# TASK DESCRIPTION:
In the records below, locate the line containing "Target: cat's fur"; output that line and every following line through the last, exactly.

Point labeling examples
==========

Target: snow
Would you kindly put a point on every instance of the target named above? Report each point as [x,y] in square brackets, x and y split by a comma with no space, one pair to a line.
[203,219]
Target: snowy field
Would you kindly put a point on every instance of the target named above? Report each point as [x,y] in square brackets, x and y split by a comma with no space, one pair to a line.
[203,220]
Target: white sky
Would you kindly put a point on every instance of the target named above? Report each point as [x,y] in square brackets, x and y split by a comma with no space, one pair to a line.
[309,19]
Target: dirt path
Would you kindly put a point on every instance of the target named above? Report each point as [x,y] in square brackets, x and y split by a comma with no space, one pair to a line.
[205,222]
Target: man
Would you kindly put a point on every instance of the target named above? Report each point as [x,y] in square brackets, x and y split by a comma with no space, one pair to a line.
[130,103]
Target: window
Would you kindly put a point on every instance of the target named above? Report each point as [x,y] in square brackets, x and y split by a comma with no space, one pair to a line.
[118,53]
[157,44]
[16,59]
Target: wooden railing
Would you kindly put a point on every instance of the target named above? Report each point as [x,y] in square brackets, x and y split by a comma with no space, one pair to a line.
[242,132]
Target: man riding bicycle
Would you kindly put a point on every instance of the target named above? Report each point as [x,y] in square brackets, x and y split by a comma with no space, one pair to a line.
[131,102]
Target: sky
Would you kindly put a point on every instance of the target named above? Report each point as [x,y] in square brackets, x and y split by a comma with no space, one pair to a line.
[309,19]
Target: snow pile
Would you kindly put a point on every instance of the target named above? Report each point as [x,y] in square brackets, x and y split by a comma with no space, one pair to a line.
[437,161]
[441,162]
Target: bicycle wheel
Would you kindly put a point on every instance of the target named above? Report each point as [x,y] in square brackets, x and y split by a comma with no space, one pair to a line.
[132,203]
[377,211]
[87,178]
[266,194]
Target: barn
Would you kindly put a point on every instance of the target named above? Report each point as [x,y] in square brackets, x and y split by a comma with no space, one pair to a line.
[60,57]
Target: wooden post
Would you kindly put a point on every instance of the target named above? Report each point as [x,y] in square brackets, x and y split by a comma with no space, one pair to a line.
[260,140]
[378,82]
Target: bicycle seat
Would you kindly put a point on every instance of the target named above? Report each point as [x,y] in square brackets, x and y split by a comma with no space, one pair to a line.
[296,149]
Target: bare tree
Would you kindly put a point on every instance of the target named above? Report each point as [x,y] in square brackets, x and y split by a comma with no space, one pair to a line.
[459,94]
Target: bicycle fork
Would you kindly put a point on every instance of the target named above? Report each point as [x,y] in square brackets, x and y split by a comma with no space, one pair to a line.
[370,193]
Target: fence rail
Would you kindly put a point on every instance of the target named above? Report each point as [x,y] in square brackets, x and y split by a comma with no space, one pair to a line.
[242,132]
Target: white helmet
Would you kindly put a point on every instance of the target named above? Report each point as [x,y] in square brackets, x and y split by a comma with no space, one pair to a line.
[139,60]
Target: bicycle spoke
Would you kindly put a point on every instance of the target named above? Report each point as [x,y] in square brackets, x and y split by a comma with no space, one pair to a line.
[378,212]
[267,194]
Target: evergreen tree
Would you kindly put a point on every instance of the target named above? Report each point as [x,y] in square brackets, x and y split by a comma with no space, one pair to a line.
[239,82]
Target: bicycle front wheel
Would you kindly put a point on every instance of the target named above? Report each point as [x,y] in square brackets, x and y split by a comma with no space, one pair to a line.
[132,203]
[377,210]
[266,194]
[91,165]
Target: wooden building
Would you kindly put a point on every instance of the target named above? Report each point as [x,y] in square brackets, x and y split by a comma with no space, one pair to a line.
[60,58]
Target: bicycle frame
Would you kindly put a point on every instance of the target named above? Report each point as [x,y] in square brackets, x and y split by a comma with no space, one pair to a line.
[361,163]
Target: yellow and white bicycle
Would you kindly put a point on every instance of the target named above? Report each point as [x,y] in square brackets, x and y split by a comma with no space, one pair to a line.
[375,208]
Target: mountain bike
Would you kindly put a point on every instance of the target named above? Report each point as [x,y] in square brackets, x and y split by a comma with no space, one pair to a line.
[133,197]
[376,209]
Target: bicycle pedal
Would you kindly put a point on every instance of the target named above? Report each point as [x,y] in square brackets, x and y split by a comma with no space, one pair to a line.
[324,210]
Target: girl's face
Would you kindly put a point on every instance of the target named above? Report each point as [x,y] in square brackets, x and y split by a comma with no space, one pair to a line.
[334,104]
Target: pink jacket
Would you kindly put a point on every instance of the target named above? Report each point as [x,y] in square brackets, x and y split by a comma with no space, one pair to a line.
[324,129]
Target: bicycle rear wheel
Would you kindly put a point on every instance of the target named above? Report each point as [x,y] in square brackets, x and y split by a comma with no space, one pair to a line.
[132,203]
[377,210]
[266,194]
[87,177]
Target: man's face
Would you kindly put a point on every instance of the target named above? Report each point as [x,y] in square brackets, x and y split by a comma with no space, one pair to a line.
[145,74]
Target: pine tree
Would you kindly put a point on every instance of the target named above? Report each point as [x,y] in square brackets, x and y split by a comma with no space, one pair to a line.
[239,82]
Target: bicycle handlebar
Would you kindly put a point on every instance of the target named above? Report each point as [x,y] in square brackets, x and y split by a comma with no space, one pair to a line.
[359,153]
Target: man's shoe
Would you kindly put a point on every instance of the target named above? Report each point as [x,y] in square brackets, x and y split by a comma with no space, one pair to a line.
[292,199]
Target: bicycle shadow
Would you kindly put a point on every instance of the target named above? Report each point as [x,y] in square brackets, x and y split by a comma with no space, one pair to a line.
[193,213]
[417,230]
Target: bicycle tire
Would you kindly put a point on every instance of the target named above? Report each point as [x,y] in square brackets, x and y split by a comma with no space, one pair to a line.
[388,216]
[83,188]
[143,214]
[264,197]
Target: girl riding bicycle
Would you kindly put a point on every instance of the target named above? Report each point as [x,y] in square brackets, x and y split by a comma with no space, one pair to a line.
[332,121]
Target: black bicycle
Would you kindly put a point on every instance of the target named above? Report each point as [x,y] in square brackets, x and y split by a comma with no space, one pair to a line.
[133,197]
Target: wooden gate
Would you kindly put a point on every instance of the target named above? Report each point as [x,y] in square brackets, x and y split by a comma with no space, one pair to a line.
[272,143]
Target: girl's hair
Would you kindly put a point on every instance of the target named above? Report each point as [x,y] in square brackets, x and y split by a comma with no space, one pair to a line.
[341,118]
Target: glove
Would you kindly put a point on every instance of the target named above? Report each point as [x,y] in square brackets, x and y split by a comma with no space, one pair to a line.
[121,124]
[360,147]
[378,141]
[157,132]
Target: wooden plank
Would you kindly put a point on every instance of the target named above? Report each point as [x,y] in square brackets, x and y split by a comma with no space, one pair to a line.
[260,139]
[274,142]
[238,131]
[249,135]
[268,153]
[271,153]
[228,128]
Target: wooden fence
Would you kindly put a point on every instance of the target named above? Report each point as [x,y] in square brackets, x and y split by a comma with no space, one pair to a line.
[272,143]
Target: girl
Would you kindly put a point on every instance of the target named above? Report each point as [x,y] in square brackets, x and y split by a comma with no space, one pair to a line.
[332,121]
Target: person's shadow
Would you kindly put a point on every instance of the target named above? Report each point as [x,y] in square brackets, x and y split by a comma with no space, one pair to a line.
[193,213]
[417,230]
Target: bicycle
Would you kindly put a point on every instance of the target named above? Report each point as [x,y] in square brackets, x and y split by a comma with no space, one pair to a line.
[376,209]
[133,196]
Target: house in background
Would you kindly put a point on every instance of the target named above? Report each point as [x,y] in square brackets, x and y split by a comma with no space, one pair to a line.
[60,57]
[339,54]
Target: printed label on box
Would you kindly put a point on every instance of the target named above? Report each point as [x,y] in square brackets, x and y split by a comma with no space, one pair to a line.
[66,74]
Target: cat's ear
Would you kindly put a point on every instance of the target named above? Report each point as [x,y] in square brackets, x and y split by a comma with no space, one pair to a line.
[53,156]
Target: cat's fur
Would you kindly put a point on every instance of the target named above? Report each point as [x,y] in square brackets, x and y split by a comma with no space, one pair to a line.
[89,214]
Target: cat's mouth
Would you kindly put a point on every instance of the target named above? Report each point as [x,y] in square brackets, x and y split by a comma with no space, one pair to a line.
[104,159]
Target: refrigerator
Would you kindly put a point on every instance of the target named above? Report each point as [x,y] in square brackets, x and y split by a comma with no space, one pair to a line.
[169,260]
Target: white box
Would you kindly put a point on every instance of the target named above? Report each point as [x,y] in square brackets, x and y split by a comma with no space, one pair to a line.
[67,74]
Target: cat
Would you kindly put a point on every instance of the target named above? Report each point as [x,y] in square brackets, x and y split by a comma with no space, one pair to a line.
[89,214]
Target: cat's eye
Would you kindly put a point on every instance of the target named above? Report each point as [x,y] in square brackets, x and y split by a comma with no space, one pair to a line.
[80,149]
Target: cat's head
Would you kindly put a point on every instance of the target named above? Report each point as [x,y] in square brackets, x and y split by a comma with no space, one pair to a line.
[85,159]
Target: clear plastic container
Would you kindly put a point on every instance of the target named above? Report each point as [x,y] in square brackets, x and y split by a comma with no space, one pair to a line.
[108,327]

==========

# COMPLETED EXERCISE:
Target: cat's fur
Would you kindly put a point on every instance of the target named above? Report each point as [x,y] in square brackets, x and y split by a comma with no space, one pair to a line.
[89,214]
Target: cat's mouth
Would you kindly put a point on every instance of the target named above? Report each point as [x,y] in square brackets, x and y split by a comma with no space, one pair to a line.
[104,159]
Target: refrigerator
Would you kindly put a point on every instance of the target named above? Report each point as [x,y] in square brackets, x and y split by a comma with no space, one pair to a line.
[169,260]
Target: white box
Would you kindly put a point on every instance of the target named above? Report each point as [x,y] in square brackets, x and y split by a comma with no space, one pair to a line.
[67,74]
Target: cat
Would you kindly put a point on every instance of the target named above? Report each point as [x,y] in square brackets, x and y split by a comma with no space, one pair to a line.
[89,214]
Target: cat's eye
Would you kindly put a point on every instance of the target named above? Report each point as [x,y] in square brackets, x and y split by a comma with no space, one pair to a line.
[80,149]
Target: cat's head
Would you kindly put a point on every instance of the target named above? Report each point as [x,y] in square brackets, x and y split by a comma with no space, one pair to a line.
[85,159]
Target: clear plastic container
Would you kindly put a point on every instance of the target named above? Report each point as [x,y] in square brackets, x and y split by a comma with no space, one pair to a line.
[108,327]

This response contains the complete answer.